═════ 原文 ═════

ReadLock的unlock()方法会调用AQS的releaseShared()模版方法来释放锁,而AQS的releaseShared()方法又会调用Sync类的tryReleaseShared()方法。

在Sync类的tryReleaseShared()方法中:首先会结合ThreadLocal处理当前线程重入读锁的次数,然后再通过自旋 + CAS设置state值来实现释放读锁,最后执行AQS的doReleaseShared()方法唤醒阻塞的线程。

tryRelease()和tryReleaseShared()的区别:读锁是共享锁,由多个线程持有,所以释放读锁需要通过自旋 + CAS完成。写锁是独占锁,由单个线程持有,所以释放写锁时不需要CAS操作。

复制代码
public class ReentrantReadWriteLock implements ReadWriteLock, java.io.Serializable {
    ...
    //Performs all synchronization mechanics
    final Sync sync;

    //The lock returned by method {@link ReentrantReadWriteLock#readLock}.
    public static class ReadLock implements Lock, java.io.Serializable {
        private final Sync sync;
      
        protected ReadLock(ReentrantReadWriteLock lock) {
            sync = lock.sync;
        }
      
        //Attempts to release this lock.
        //If the number of readers is now zero then the lock is made available for write lock attempts.
        public void unlock() {
            //执行AQS的releaseShared()方法,释放读锁(共享锁)
            sync.releaseShared(1);
        }
        ...
    }
    
    //Synchronization implementation for ReentrantReadWriteLock.
    //Subclassed into fair and nonfair versions.
    abstract static class Sync extends AbstractQueuedSynchronizer {
        ...
        //释放读锁(共享锁)

═════

根据原文,释放读锁为什么要靠自旋 + CAS 完成,而释放写锁时却不需要 CAS 操作?请用一到三句话说明。

═════ 所给数据 ═════

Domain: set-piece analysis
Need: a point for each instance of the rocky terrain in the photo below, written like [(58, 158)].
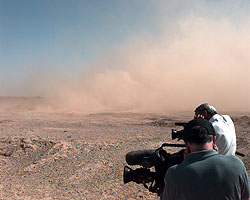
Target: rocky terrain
[(81, 156)]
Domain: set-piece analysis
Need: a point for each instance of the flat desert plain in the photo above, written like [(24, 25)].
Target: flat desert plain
[(74, 155)]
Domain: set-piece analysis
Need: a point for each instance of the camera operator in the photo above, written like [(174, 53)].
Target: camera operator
[(205, 174), (223, 126)]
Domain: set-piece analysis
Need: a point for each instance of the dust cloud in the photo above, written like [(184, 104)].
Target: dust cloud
[(204, 61)]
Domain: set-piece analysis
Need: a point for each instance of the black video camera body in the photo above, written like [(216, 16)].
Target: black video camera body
[(154, 164)]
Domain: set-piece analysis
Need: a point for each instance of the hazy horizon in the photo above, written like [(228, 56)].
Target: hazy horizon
[(127, 56)]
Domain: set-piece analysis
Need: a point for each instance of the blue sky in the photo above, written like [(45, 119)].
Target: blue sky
[(64, 37)]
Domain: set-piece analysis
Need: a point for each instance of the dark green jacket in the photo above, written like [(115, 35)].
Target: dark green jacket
[(207, 175)]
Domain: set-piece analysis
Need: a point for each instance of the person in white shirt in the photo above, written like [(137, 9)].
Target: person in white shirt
[(223, 125)]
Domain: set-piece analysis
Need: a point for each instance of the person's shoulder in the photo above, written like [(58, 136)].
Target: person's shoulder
[(231, 159)]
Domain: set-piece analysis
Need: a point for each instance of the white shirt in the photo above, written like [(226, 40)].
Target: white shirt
[(225, 134)]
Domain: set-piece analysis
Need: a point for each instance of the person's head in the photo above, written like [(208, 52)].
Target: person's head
[(205, 111), (199, 133)]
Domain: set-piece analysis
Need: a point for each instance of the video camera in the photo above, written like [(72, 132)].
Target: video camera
[(158, 160)]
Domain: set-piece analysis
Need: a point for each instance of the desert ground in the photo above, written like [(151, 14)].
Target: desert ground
[(73, 155)]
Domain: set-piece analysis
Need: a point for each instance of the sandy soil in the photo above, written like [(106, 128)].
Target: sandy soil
[(81, 156)]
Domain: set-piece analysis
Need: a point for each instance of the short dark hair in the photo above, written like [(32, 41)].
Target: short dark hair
[(199, 135), (205, 106)]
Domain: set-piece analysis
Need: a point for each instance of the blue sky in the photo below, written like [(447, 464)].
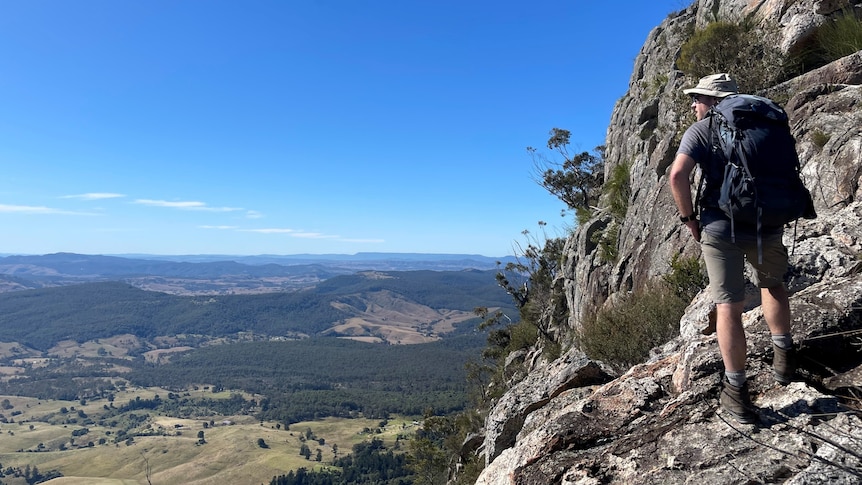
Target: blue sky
[(289, 127)]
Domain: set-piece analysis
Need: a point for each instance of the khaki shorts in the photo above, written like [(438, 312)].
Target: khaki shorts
[(725, 264)]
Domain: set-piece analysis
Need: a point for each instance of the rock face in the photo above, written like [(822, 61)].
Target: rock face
[(571, 421)]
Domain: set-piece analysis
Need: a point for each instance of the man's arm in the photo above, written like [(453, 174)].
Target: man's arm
[(680, 186)]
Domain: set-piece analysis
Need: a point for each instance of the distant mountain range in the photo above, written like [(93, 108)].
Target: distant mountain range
[(218, 274)]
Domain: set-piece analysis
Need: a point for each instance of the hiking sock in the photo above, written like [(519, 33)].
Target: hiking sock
[(783, 340), (736, 379)]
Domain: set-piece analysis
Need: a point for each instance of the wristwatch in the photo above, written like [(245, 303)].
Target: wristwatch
[(692, 217)]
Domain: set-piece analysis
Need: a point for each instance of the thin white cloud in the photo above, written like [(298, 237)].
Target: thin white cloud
[(185, 205), (30, 209), (314, 235), (94, 196), (364, 241), (311, 235), (271, 231)]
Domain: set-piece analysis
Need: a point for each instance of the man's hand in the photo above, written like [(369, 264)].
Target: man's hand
[(694, 227)]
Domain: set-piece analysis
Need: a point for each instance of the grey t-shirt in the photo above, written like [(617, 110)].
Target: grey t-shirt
[(696, 143)]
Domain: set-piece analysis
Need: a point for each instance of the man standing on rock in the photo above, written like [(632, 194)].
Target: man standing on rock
[(725, 255)]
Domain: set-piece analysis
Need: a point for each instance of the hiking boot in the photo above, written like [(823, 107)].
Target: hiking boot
[(783, 364), (736, 401)]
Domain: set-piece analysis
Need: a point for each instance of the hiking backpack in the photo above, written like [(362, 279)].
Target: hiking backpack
[(761, 184)]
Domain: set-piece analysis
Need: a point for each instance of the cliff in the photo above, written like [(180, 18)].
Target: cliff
[(573, 420)]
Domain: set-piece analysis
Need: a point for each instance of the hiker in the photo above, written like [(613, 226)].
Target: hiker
[(725, 255)]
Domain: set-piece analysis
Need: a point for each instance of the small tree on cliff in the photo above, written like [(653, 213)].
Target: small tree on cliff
[(577, 179)]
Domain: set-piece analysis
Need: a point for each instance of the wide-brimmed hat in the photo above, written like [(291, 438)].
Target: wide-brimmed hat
[(715, 85)]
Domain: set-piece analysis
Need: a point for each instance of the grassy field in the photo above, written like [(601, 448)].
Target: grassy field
[(173, 455)]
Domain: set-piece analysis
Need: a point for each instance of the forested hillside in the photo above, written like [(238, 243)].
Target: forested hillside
[(41, 318)]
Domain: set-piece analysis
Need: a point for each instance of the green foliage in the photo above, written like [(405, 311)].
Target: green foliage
[(738, 49), (834, 39), (369, 463), (622, 334), (617, 190), (41, 318), (608, 242), (687, 276), (819, 138), (314, 378), (577, 179)]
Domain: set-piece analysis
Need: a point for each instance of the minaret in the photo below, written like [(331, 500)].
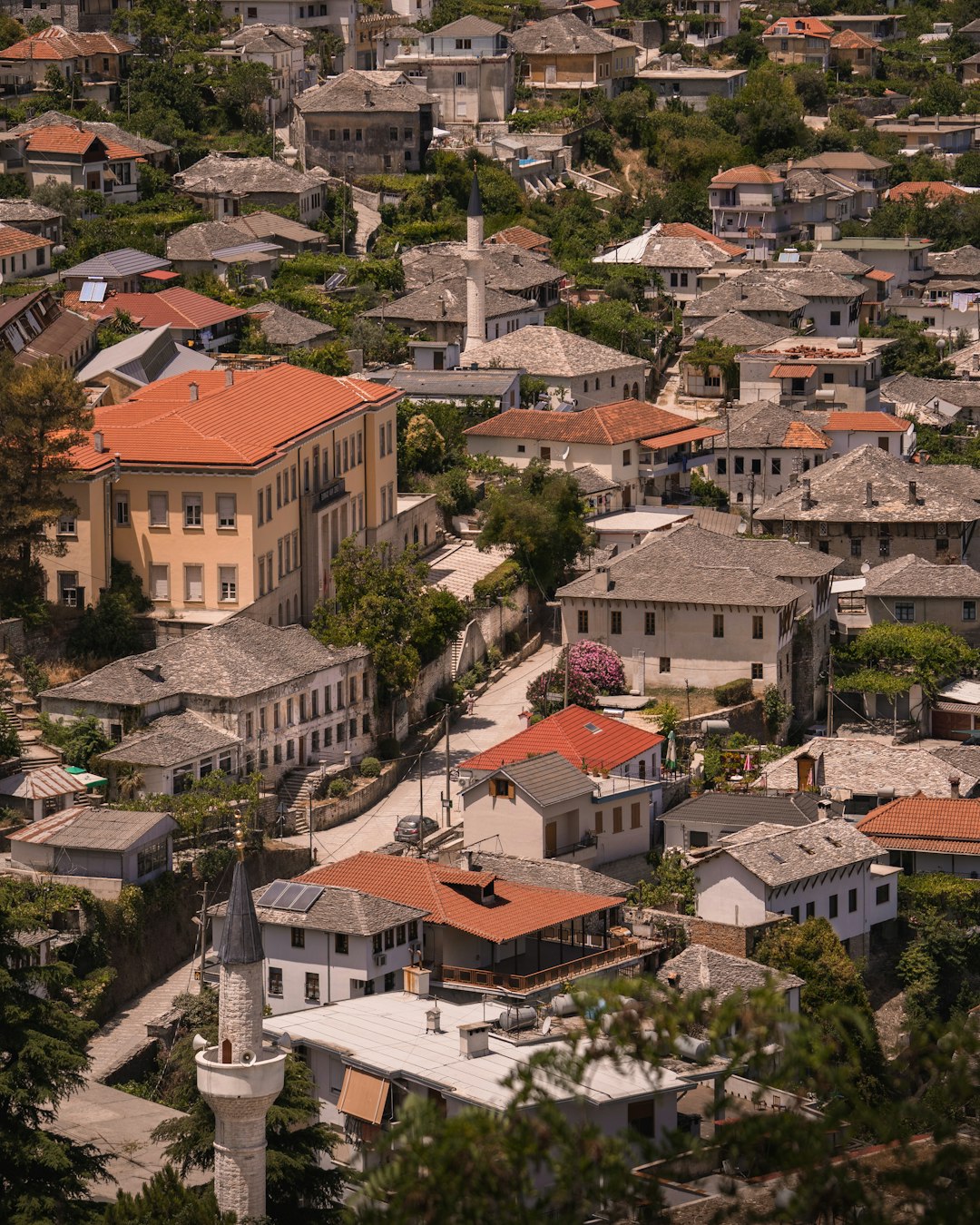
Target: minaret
[(475, 287), (238, 1078)]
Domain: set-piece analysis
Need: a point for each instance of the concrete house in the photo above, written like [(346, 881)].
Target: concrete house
[(700, 608), (222, 184), (927, 836), (324, 944), (238, 696), (468, 65), (564, 53), (799, 41), (618, 440), (868, 506), (98, 849), (231, 490), (829, 373), (576, 369), (483, 931), (369, 1056), (545, 808), (704, 818), (827, 871), (364, 122)]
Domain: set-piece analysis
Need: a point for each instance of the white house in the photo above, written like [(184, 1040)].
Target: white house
[(545, 808), (328, 944), (826, 871)]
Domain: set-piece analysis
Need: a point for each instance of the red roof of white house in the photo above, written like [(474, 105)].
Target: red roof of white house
[(454, 897), (580, 735)]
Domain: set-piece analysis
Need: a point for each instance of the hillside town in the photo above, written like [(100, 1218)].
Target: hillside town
[(489, 583)]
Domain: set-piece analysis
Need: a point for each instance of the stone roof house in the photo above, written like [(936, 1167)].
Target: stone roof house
[(871, 506)]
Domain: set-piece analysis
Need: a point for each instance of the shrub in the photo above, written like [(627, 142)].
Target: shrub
[(732, 692)]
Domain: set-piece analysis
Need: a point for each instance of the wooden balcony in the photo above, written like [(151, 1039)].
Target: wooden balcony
[(524, 984)]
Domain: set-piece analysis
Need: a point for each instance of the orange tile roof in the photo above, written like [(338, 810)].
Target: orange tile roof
[(810, 26), (13, 240), (793, 370), (238, 426), (74, 139), (745, 174), (916, 822), (440, 891), (622, 422), (934, 191), (849, 39), (172, 308), (688, 230), (569, 732), (872, 423)]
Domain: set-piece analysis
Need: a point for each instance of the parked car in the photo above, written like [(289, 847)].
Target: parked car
[(408, 828)]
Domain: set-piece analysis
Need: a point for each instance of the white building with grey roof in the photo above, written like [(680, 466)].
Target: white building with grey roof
[(235, 695), (826, 871), (325, 944)]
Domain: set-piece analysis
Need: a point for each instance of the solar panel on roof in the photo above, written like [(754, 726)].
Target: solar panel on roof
[(93, 291)]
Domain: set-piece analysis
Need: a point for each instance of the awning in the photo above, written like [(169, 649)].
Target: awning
[(363, 1096)]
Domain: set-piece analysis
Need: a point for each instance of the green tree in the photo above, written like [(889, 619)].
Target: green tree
[(541, 516), (889, 658), (384, 603), (833, 994), (44, 1175), (297, 1187), (43, 416), (167, 1198)]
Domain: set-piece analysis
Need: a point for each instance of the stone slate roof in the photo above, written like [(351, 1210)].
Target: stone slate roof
[(286, 328), (220, 174), (506, 267), (838, 494), (171, 740), (779, 855), (867, 766), (564, 34), (916, 577), (552, 352), (700, 968), (741, 331), (553, 874), (965, 261), (348, 93), (336, 909), (548, 779), (446, 300), (227, 661), (727, 808), (104, 132)]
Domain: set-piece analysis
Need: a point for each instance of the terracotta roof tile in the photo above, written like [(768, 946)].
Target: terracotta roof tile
[(745, 174), (570, 732), (916, 822), (238, 426), (438, 891), (603, 424)]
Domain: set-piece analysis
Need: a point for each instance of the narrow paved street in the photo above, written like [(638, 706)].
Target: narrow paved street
[(495, 717)]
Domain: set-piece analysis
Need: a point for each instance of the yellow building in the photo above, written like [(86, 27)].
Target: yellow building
[(230, 489)]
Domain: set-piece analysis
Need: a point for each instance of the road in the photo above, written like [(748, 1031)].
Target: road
[(494, 718)]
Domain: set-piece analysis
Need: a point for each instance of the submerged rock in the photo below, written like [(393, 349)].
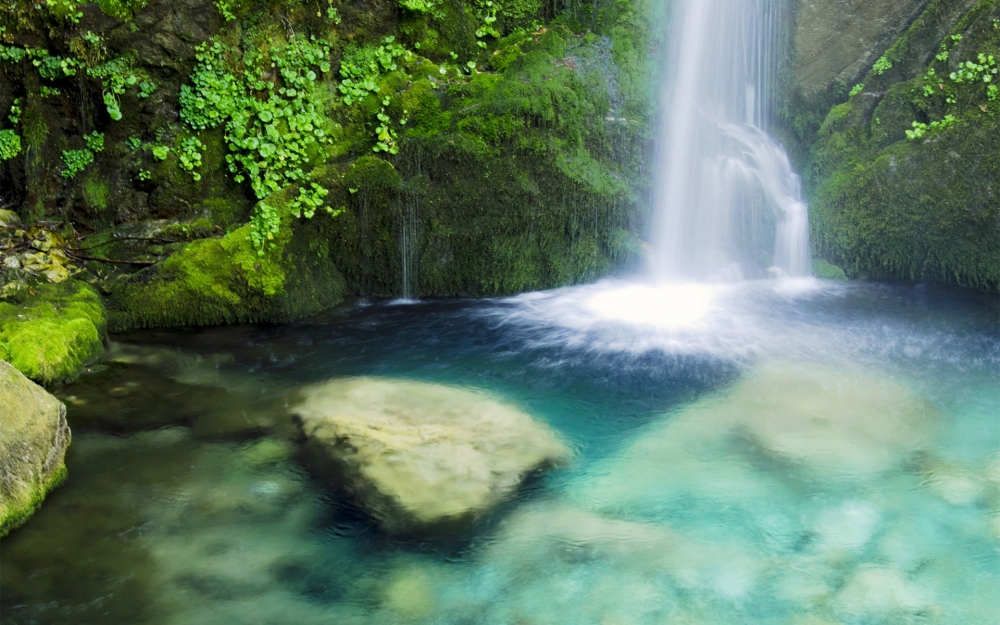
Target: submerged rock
[(415, 454), (33, 441)]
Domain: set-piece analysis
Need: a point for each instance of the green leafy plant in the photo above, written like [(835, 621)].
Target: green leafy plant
[(160, 152), (921, 129), (65, 9), (486, 29), (94, 141), (265, 100), (55, 67), (190, 156), (15, 112), (882, 66), (227, 9), (117, 76), (10, 145), (76, 161), (361, 67)]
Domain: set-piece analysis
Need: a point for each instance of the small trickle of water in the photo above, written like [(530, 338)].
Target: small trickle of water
[(408, 246), (727, 202)]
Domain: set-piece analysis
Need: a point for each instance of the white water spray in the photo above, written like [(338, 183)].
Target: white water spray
[(726, 198)]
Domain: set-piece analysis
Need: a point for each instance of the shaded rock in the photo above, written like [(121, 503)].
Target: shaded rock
[(33, 441), (417, 454), (840, 40)]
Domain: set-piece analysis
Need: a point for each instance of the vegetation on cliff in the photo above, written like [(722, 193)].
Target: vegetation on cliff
[(904, 174)]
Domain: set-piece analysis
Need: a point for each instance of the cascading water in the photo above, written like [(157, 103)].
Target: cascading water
[(726, 198)]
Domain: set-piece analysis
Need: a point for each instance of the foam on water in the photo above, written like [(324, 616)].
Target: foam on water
[(848, 473)]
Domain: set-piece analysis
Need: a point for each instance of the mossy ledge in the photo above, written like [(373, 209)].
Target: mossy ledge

═════

练习结果 :: 读锁是共享锁,可由多个线程同时持有,所以释放读锁需要通过自旋 + CAS 来完成。写锁是独占锁,只由单个线程持有,所以释放写锁时不需要 CAS 操作。